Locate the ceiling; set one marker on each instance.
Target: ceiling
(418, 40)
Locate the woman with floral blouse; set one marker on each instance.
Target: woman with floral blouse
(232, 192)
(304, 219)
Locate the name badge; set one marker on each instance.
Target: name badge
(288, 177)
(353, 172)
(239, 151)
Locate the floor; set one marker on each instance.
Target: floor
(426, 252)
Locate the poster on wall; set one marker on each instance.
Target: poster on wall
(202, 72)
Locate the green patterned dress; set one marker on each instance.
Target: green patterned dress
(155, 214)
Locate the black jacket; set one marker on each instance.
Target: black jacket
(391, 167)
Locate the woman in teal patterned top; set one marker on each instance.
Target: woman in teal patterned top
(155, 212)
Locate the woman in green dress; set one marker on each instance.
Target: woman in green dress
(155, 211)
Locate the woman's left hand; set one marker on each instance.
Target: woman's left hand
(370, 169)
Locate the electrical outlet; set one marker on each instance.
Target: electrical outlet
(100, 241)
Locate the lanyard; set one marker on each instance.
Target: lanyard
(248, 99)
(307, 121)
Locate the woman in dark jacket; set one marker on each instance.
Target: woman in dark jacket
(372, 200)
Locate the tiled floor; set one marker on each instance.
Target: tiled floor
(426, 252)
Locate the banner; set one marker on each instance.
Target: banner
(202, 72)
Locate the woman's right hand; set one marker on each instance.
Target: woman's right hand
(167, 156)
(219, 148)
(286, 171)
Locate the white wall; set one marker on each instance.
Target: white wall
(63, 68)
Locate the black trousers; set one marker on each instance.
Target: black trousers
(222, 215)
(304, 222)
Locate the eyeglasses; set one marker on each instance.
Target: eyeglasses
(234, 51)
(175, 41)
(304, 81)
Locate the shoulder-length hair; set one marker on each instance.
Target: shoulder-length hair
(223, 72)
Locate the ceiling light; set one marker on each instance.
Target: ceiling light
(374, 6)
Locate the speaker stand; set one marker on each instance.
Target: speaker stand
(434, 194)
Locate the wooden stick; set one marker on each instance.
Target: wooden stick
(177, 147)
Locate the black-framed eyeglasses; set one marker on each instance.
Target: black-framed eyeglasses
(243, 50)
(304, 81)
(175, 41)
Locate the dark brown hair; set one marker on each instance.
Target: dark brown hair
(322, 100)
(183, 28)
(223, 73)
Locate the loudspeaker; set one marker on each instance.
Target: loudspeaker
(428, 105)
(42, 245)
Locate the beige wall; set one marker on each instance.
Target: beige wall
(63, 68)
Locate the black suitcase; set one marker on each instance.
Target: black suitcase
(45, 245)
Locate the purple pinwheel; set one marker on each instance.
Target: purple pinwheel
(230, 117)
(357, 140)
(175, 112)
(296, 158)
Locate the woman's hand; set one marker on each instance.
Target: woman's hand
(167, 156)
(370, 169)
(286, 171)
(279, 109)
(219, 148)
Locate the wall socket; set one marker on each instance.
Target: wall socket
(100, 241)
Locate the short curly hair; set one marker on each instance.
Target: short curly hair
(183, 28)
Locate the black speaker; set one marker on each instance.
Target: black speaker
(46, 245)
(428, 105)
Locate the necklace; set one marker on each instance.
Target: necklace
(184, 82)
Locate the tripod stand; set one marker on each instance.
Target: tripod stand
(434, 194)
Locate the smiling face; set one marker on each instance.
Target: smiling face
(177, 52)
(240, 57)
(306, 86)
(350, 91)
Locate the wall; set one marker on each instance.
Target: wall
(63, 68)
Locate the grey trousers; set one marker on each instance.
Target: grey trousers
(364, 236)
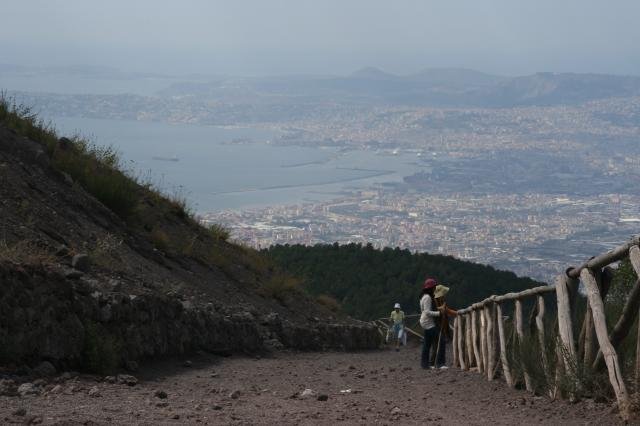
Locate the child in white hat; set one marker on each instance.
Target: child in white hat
(397, 324)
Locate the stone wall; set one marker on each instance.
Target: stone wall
(46, 316)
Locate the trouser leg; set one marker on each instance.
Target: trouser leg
(442, 349)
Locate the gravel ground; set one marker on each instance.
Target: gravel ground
(380, 387)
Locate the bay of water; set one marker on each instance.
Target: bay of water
(215, 174)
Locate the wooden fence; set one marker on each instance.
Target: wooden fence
(480, 339)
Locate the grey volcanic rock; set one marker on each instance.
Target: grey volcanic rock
(81, 262)
(27, 389)
(53, 326)
(44, 369)
(128, 301)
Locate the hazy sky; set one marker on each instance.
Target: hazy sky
(254, 37)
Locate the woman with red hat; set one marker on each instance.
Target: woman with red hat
(427, 322)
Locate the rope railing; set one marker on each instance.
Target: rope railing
(480, 339)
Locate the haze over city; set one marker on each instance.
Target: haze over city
(446, 127)
(251, 37)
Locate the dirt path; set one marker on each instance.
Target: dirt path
(382, 387)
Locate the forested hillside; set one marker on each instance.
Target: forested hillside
(367, 281)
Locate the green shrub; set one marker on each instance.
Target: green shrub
(219, 232)
(328, 302)
(160, 239)
(280, 285)
(96, 169)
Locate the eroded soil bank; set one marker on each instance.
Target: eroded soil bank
(377, 387)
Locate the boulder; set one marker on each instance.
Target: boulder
(307, 393)
(8, 387)
(94, 392)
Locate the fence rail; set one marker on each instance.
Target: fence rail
(480, 339)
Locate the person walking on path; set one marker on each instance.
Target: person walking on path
(427, 322)
(444, 332)
(397, 324)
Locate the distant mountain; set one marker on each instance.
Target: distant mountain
(373, 73)
(456, 76)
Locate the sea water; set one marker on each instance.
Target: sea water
(219, 168)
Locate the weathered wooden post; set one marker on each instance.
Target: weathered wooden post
(565, 291)
(491, 350)
(483, 339)
(609, 353)
(467, 337)
(506, 369)
(460, 336)
(474, 339)
(455, 343)
(520, 333)
(634, 257)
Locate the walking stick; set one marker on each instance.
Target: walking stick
(438, 347)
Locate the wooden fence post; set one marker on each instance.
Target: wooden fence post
(634, 257)
(542, 338)
(506, 370)
(491, 350)
(474, 340)
(467, 337)
(520, 333)
(609, 353)
(483, 339)
(455, 343)
(461, 349)
(565, 291)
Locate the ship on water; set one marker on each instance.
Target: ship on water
(161, 158)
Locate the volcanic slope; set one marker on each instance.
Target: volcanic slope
(98, 270)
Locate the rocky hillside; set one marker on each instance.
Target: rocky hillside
(98, 270)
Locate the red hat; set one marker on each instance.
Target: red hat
(429, 283)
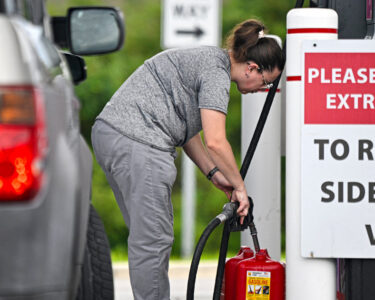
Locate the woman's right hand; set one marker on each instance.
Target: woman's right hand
(240, 195)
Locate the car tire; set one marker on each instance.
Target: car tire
(97, 275)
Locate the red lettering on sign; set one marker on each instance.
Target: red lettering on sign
(339, 88)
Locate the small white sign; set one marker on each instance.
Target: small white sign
(338, 149)
(188, 23)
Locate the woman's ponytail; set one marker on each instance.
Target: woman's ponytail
(247, 43)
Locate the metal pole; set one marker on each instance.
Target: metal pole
(188, 206)
(306, 278)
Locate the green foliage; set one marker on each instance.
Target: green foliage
(107, 72)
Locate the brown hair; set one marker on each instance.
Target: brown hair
(246, 45)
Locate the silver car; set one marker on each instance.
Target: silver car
(52, 242)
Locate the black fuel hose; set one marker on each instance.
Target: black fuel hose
(228, 211)
(243, 171)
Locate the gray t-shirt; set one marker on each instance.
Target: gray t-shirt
(159, 103)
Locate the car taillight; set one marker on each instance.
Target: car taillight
(23, 142)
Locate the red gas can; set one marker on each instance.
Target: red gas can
(229, 280)
(260, 278)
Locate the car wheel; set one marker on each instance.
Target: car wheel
(97, 276)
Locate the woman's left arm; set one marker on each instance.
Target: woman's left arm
(195, 149)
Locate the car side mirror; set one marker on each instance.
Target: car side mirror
(77, 67)
(90, 30)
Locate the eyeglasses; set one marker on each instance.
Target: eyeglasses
(268, 85)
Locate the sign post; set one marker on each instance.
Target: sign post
(190, 23)
(337, 149)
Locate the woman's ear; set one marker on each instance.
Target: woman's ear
(252, 66)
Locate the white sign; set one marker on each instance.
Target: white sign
(188, 23)
(337, 151)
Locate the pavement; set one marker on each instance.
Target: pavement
(178, 276)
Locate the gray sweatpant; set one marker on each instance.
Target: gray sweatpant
(141, 178)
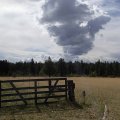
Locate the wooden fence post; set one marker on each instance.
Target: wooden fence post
(35, 85)
(84, 95)
(0, 93)
(49, 82)
(71, 87)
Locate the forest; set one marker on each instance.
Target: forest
(59, 68)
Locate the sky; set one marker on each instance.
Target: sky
(72, 29)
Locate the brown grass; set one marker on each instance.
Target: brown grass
(100, 91)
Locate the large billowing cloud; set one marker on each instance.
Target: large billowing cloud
(72, 24)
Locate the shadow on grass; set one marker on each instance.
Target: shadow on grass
(29, 109)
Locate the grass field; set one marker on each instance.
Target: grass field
(99, 91)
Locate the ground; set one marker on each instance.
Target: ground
(99, 91)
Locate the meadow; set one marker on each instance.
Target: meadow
(99, 92)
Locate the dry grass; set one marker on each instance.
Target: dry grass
(100, 91)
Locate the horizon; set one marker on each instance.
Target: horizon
(84, 30)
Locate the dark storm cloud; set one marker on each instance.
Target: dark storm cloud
(65, 20)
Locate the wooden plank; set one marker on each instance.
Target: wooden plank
(25, 88)
(32, 93)
(22, 98)
(41, 103)
(32, 98)
(51, 90)
(35, 84)
(66, 88)
(32, 80)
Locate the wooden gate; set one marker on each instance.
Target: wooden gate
(39, 91)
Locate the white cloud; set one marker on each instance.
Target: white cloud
(20, 32)
(22, 37)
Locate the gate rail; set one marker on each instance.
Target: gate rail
(37, 90)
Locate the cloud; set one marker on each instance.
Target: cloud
(73, 24)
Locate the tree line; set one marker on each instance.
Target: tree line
(59, 68)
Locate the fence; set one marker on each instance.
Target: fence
(39, 91)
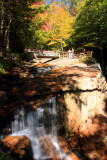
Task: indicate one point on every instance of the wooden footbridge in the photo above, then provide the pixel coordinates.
(34, 54)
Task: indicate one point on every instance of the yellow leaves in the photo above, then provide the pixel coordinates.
(61, 22)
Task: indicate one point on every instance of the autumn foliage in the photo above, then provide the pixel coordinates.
(54, 25)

# Work item
Both the line containing "Locate the metal" and the line containing "Locate the sky;" above belong in the output, as do the lines between them. Print them exactly, without pictures.

# Your solution
Locate the metal pole; set one marker on each instance.
Target: metal pole
(188, 206)
(306, 278)
Locate the green foliage; set one marker on each instance.
Target: green foliage
(107, 72)
Locate the brown hair; set one marker on each instance.
Target: brown hair
(246, 45)
Locate the silver car; set one marker on each instance.
Target: silver car
(52, 242)
Locate the black fuel hose; set one marker on each instance.
Target: black fuel hose
(228, 211)
(243, 171)
Locate the gray t-shirt; set one marker on each instance.
Target: gray t-shirt
(159, 103)
Locate the car taillight; set one marker on each instance.
Target: car taillight
(23, 142)
Locate the red gas can; set one marker on each instance.
Target: red gas can
(229, 280)
(260, 278)
Locate the car wheel; set one marker on each instance.
Target: car wheel
(97, 276)
Locate the woman's left arm; set one marker on each instance.
Target: woman's left arm
(195, 149)
Locate the car side mirror; set one marker on each instance.
Target: car side mirror
(77, 67)
(90, 30)
Locate the eyeglasses; set one marker on each instance.
Target: eyeglasses
(268, 85)
Locate the sign post; set one marker on each instance.
Target: sign post
(190, 23)
(337, 149)
Locate the woman's ear; set one marker on each instance.
Target: woman's ear
(252, 66)
Locate the white sign; set one marker on each instance.
Target: white sign
(188, 23)
(337, 151)
Locate the pavement; set one marker on each instance.
Target: pavement
(178, 276)
Locate the gray sweatpant; set one marker on each instance.
Target: gray sweatpant
(141, 178)
Locate the wooden fence post; set one marker on each instance.
Target: wooden fence post
(35, 85)
(84, 95)
(0, 93)
(49, 82)
(71, 87)
Locate the forest; set one marker on each instance.
Target: forest
(59, 68)
Locate the sky; set one marker on each instance.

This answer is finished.